Friday, June 03, 2011

A visit to Paris to meet our French cousin

Cindy, Laurent and me. 

Seven or eight years ago, I got an email from one Laurent Brener, who lives in Paris and said he was a distant cousin.

He sent me an elaborate spreadsheet -- he’s a financial controller for Nissan Europe, so he knows his way around spreadsheets -- that tracks our family roots back more than 10 generations. He found me online through an expert on the genealogy of southwestern Germany, where my great-grandfather came from.

We corresponded by email, and he even invited me to his wedding, so I figured we had to visit him when we passed through France on our way from Spain to Amsterdam.

 Laurent is in his early 40s and is a great guy. He and his wife took us to dinner at a fancy bistro on the Left Bank. Laurent traveled to distant corners of the world before finally settling down. His English is excellent. He has to use it in his work every day to communicate with colleagues all over Europe. 

The yellow marker at the bottom is Dambach, France, where our common ancestor was born. The jagged white line is the border between France and Germany; France is to the left and below the line. Bundenthal, the green marker in Germany, is where my great-grandfather was born. Border disputes in this area were common over the centuries. The blue marker is Stuttgart, Germany, where our daughter lives. The yellow € marker is for the European Union parliament in Strasbourg, France.

How we’re connected

Our common relation is Hans Friedrich Breiner, who was born in 1595 in Dambach, Alsace, which is now France. His son, Hans Wendell Breiner, was born in 1635 in Bundenthal, Germany, where my great-grandfather, Mathew Breiner was born two centuries later.

[DATASET EXTRACT]
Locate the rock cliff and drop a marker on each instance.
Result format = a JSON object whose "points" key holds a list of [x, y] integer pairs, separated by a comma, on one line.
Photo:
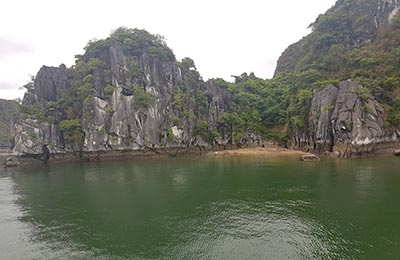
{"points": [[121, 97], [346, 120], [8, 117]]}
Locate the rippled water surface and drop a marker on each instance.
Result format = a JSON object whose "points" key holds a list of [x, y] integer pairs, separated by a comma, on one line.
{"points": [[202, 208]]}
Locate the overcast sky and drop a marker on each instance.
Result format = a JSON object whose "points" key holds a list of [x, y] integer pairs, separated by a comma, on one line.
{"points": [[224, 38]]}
...
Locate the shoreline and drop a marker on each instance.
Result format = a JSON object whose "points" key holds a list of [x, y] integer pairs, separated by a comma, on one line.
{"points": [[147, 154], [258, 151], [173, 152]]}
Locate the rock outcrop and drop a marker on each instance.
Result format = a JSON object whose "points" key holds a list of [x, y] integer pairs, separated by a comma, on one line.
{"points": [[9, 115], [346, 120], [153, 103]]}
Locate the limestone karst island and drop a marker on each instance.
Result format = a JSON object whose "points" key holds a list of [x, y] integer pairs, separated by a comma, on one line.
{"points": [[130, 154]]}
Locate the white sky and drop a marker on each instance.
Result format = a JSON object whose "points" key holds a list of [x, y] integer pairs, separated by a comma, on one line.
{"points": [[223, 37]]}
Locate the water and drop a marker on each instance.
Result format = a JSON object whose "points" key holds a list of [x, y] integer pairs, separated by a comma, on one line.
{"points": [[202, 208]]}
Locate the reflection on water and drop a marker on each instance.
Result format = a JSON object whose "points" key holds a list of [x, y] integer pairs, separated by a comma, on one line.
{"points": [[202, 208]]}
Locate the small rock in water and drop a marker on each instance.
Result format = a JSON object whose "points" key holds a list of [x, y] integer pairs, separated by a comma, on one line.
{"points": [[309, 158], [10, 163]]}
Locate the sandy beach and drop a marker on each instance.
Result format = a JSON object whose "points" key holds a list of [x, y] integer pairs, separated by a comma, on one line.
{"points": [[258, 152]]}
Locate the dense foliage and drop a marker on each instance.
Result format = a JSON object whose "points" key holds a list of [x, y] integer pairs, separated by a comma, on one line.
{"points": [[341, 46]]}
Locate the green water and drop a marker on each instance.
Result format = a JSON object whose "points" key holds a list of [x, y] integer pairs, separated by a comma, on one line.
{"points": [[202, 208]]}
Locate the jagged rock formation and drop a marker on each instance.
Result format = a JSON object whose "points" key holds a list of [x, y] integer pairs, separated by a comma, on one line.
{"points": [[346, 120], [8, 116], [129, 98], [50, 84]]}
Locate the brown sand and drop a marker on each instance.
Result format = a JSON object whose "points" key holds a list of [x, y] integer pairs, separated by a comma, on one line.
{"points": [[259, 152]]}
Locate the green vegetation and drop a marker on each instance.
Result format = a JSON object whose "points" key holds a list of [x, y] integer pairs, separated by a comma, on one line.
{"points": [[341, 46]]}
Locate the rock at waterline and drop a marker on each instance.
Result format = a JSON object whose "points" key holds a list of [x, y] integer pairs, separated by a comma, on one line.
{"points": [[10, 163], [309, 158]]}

[PROBLEMS TO WORK ON]
(1) Reproduce the passage of the blog post about meeting the French cousin that starts at "The yellow marker" and ends at "in Strasbourg, France.".
(2) Answer these from the blog post about meeting the French cousin:
(a) For which company does Laurent work as a financial controller?
(b) In what year was Hans Friedrich Breiner born?
(c) Which city does the blue marker show?
(3) List every map marker described in the blog post about meeting the French cousin, giving its color and the place it marks.

[ANSWERS FOR THE EXERCISE]
(1)
The yellow marker at the bottom is Dambach, France, where our common ancestor was born. The jagged white line is the border between France and Germany; France is to the left and below the line. Bundenthal, the green marker in Germany, is where my great-grandfather was born. Border disputes in this area were common over the centuries. The blue marker is Stuttgart, Germany, where our daughter lives. The yellow € marker is for the European Union parliament in Strasbourg, France.

(2)
(a) Nissan Europe
(b) 1595
(c) Stuttgart, Germany

(3)
Yellow marker: Dambach, France
Green marker: Bundenthal, Germany
Blue marker: Stuttgart, Germany
Yellow € marker: the European Union parliament in Strasbourg, France